What you are asked to do. From the line with "Put one point on every instance of the badge" down to the final line of the material below, quote every line exactly and leave out all lines before it.

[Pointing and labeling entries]
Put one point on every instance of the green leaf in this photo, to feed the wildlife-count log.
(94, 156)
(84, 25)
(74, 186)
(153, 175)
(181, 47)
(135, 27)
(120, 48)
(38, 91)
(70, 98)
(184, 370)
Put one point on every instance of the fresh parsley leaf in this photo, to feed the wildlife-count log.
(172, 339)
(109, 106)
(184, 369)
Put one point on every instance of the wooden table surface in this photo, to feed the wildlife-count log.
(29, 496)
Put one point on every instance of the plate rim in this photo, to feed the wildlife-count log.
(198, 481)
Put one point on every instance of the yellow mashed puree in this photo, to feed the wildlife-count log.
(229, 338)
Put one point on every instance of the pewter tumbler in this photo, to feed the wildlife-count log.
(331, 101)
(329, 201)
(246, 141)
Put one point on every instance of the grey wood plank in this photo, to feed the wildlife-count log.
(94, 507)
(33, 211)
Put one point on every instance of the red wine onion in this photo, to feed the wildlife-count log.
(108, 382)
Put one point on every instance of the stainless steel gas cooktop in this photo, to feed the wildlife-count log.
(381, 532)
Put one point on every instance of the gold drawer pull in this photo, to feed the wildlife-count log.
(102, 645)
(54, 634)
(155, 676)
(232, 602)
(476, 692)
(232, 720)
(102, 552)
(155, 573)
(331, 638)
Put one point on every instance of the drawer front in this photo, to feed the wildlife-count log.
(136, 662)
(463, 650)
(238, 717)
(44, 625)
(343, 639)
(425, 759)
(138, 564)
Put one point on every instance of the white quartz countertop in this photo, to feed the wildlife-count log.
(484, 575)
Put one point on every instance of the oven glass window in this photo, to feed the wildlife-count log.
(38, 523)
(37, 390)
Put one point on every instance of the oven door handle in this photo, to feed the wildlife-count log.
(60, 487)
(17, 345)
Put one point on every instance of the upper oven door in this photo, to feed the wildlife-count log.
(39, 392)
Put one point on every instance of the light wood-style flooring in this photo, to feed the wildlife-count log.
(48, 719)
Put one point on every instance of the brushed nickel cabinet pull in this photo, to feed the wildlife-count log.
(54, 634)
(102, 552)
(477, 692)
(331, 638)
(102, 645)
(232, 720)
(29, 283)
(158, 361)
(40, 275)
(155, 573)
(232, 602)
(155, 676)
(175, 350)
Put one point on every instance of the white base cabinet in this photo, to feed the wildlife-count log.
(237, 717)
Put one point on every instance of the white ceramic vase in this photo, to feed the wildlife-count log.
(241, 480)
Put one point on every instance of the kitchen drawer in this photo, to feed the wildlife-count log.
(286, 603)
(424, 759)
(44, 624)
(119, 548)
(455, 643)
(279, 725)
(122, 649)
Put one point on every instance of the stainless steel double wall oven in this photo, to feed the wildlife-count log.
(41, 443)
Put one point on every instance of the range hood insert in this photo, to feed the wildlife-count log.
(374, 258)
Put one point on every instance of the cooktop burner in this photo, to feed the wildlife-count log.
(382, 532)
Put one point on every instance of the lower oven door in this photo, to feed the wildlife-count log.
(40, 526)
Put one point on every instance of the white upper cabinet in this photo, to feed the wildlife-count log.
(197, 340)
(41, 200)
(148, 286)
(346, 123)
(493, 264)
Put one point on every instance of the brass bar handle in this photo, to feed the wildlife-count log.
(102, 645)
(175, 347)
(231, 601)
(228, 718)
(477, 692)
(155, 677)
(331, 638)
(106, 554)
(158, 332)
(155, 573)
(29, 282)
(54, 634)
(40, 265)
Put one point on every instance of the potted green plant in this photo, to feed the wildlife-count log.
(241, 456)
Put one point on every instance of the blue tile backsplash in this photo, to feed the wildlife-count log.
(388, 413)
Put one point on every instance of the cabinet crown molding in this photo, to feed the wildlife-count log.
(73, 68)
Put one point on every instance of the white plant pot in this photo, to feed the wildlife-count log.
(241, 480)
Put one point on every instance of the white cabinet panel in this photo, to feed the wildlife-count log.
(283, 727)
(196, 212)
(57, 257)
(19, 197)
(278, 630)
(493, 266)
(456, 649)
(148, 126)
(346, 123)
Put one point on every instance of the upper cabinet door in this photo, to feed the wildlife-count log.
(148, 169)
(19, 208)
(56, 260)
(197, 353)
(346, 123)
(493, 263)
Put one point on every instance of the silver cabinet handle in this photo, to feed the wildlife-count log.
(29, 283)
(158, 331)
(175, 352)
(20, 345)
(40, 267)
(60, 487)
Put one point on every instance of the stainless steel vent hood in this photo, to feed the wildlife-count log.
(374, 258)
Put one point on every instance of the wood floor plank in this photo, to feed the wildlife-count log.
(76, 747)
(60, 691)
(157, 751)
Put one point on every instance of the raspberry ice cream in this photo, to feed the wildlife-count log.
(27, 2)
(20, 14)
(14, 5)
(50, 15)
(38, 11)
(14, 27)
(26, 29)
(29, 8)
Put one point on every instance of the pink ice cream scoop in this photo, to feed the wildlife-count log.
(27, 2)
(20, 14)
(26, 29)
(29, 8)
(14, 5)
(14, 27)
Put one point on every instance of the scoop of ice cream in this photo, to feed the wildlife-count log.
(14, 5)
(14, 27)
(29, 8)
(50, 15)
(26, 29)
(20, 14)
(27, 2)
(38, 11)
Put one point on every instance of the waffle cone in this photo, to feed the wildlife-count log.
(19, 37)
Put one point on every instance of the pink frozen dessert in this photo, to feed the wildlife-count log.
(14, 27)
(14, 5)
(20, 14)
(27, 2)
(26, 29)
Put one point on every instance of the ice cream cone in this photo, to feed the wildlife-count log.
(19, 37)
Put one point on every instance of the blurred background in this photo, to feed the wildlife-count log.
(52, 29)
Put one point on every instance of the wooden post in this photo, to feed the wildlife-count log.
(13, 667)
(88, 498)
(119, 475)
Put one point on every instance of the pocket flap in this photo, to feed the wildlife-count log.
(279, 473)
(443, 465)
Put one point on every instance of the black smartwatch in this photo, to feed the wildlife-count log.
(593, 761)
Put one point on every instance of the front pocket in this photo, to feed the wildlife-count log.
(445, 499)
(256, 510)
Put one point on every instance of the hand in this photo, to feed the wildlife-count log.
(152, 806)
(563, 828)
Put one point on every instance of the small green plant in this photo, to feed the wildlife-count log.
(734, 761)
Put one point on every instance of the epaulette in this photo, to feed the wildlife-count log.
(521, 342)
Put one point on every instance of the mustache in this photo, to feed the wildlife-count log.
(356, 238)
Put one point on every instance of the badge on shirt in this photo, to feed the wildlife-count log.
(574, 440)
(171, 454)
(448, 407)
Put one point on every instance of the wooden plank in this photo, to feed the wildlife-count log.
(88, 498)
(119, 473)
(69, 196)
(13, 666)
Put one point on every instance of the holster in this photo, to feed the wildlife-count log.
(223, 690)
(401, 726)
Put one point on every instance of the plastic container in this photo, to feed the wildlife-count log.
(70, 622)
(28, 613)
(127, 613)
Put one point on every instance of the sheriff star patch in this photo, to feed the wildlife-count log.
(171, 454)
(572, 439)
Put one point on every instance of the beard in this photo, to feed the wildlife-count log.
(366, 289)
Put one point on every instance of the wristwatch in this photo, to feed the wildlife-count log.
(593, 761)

Problem solution.
Put one point on every instance of the badge on shirt in this photo, to feed the wildlife-count log.
(574, 440)
(171, 454)
(448, 407)
Put one point on every instance of the wooden plank in this photo, to feed the wildlife-count log.
(88, 498)
(119, 473)
(69, 196)
(13, 666)
Put one point on every instance of the holster in this photo, to feed the wildlife-count log.
(223, 690)
(401, 726)
Put one point on every instance of the plastic container in this photo, to feed the wildlife-count log.
(70, 622)
(28, 613)
(127, 613)
Put one point on every instance of the sheriff star patch in this photo, to feed the wildlife-count log.
(171, 454)
(572, 439)
Put one point on every instance of the beard in this photo, to feed the wildlife-count log.
(366, 289)
Put one point on every instance of the wristwatch in this photo, to feed the wildlife-count log.
(593, 761)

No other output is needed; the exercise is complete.